## WHAT YOU WILL DO
Using the news report on Mugabe's plan for a new government below, decide whether each statement agrees with it. Answer yes or no for each and quote the words that decide it.
1. Tsvangirai turned down a proposal by regional leaders to share the Home Affairs Ministry with Mugabe.
2. The SADC talks on Sunday lasted less than six hours.
3. Mugabe is 84 years old.

## EXTRACT
◆ ◆ ◆ ◆ ◆
Mugabe vows new Zim govt as 'soon as possible'
Zimbabwe President Robert Mugabe looked set on Tuesday to push ahead with a new government, sidelining opposition leader Morgan Tsvangirai after the latest failed regional mediation effort.
Mugabe said in the state-run Herald newspaper that a new government would be put in place “maybe this week, maybe next week, but as soon as possible”.
The comments came after Tsvangirai rejected a proposal by regional leaders to immediately form a unity government and share the disputed Home Affairs Ministry with Mugabe, dashing hopes of a breakthrough.
Mugabe and Tsvangirai agreed to share power in September but have failed to break a deadlock on key Cabinet posts which has sent Zimbabwe into further economic free-fall and stopped foreign donors from stepping in.
The Herald accused Tsvangirai of delaying the power-sharing agreement, which leaves the veteran as president and himself as prime minister.
“We call on President Mugabe to say enough is enough, as there is a limit to the indulgence Tsvangirai can be afforded,” the government mouthpiece said. “The time to form that government is now.”
“Put simply, this man is wasting everyone’s time,” the paper said, calling the former trade union leader a Western stooge.
Mugabe said he hoped his rival’s Movement for Democratic Change (MDC), which blames the stand-off on the president’s refusal to relax his grip on power, would come on board but laid the ball in its court.
“SADC has been very persuasive this time around,” the 84-year-old president told the paper.
“Of course they cannot force any decision on any country and at the end of the day it is up to us as Zimbabweans to implement the recommendations. All [SADC] can do is make recommendations and I hope [the MDC] will come on board.”
The Southern African Development Community (SADC) held more than 12 hours of closed-door talks on Sunday but failed to find common ground between Tsvangirai and Mugabe, who unilaterally awarded Cabinet posts last month.
Students and pro-democracy activists marched in Zimbabwe’s capital Harare on Tuesday to demand a caretaker government but their protest was interrupted when dozens were beaten by riot police, according to an Agence France-Presse correspondent.
The group wanted “a transitional arrangement that will urgently work towards addressing the desperate humanitarian catastrophe in the country”, said a statement from Clever Bere, president of the Zimbabwe National Students Union.
◆ ◆ ◆ ◆ ◆
## DATA LINES
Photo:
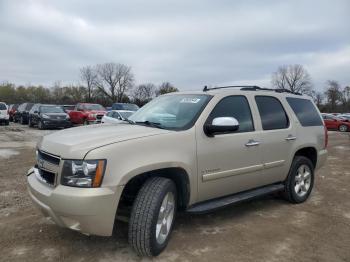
◆ ◆ ◆ ◆ ◆
## FINISHED EXERCISE
1. Yes: "Tsvangirai rejected a proposal by regional leaders to immediately form a unity government and share the disputed Home Affairs Ministry with Mugabe"
2. No: "held more than 12 hours of closed-door talks on Sunday"
3. Yes: "the 84-year-old president told the paper"